Adalet Bakanı Bekir Bozdağ, çözüm sürecine ilişkin, "Bu süreçte provokasyonlar oluyor, bunu da görüyoruz. Bunu kimlerin yaptığını herkes de biliyor. Yol kesmeler, adam kaçırmalar, 'yatırımlar yapılmasın' diye araç yakmalar, insanlara zor kullanmalar bu süreci provoke etmekten başka bir anlama gelmez. Bu süreç tüm Türkiye'nin katkısıyla yürüyor" dedi.
Çeşitli temaslarda bulunmak üzere Diyarbakır'a gelen Bakan Bozdağ, valilikte gazetecilerin sorularını yanıtladı.
"Çözüm süreciyle ilgili bu ay ne tür adımlar atılacak?" yönündeki soru üzerine Bakan Bozdağ, sürecin önemine değinerek, "Çözüm süreci hükümetin, 'Program olarak biz bu süreci işleteceğiz ve netice alacağız' diyerek meclise sunduğu ve onay aldığı bir süreç haline geldi. Yasa da bunu bir devlet politikası olmasının yanı sıra bir millet politikası olarak da yürütülmesinin önünü açtı" diye konuştu.
"Bu süreçte provokasyonlar oluyor, bunu da görüyoruz"
"Bu süreç bir takım kendi içindeki ortaya çıkacak sorunları da çöze çöze ilerleyecek bir süreçtir. Süreç içerisinde ortaya çıkacak pozitif adımların tamamı sürecin daha iyi ilerlemesine daha hızlı gitmesine elbette katkı sağlayacaktır" diyen Bozdağ, bundan sonra, sürecin yol haritasının sağlıklı bir şekilde ortaya konacağı ve bunun da hayata geçirileceği bir zaman dilimine doğru Türkiye'nin gittiğini belirtti.
Bozdağ, bunların ülkeye büyük bir kazanım ve toplumsal bütünleşmeyi getirmesini dilediklerini ifade ederek, "Bunlar Türkiye'de iç huzurun, iç barışın daha güçlü bir biçimde yeniden tesisine yol açar diye düşünüyoruz" diye konuştu.
"Bu süreçte provokasyonlar oluyor, bunu da görüyoruz. Bunu kimlerin yaptığını herkes de biliyor. Yol kesmeler, adam kaçırmalar, 'yatırımlar yapılmasın' diye araç yakmalar, insanlara zor kullanmalar bu süreci provoke etmekten başka bir anlama gelmez" ifadesini kullanan Bozdağ, süreci provoke etmek isteyenlere asla prim verilmemesi gerektiğini ifade etti.
"Herkes bu iklimin kalıcılaşmasını istiyor"

Yapmanız gereken
Yukarıdaki çözüm süreci haberinden "Bozdağ, bunların ülkeye" ifadesinden "gerektiğini ifade etti." ifadesine kadar olan bölümü, iki ifade de dahil olmak üzere, hiçbir değişiklik yapmadan kopyalayın.

Verilen bilgiler
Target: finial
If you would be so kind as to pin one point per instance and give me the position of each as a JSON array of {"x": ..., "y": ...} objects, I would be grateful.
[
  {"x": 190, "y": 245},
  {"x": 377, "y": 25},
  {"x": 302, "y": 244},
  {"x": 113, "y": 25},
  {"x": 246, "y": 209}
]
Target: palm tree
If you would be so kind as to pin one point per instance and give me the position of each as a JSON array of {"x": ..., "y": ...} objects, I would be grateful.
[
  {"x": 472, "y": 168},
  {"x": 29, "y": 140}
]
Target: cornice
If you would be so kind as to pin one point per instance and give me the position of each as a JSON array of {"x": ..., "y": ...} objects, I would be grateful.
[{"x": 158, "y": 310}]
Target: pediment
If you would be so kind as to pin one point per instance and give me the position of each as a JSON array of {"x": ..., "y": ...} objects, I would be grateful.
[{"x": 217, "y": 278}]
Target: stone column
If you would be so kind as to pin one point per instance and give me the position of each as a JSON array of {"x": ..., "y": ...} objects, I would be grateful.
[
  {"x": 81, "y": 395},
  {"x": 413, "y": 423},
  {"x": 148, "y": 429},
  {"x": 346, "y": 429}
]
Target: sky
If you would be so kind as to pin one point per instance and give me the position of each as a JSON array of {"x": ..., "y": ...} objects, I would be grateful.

Yanıt aşağıda
Bozdağ, bunların ülkeye büyük bir kazanım ve toplumsal bütünleşmeyi getirmesini dilediklerini ifade ederek, "Bunlar Türkiye'de iç huzurun, iç barışın daha güçlü bir biçimde yeniden tesisine yol açar diye düşünüyoruz" diye konuştu.
"Bu süreçte provokasyonlar oluyor, bunu da görüyoruz. Bunu kimlerin yaptığını herkes de biliyor. Yol kesmeler, adam kaçırmalar, 'yatırımlar yapılmasın' diye araç yakmalar, insanlara zor kullanmalar bu süreci provoke etmekten başka bir anlama gelmez" ifadesini kullanan Bozdağ, süreci provoke etmek isteyenlere asla prim verilmemesi gerektiğini ifade etti.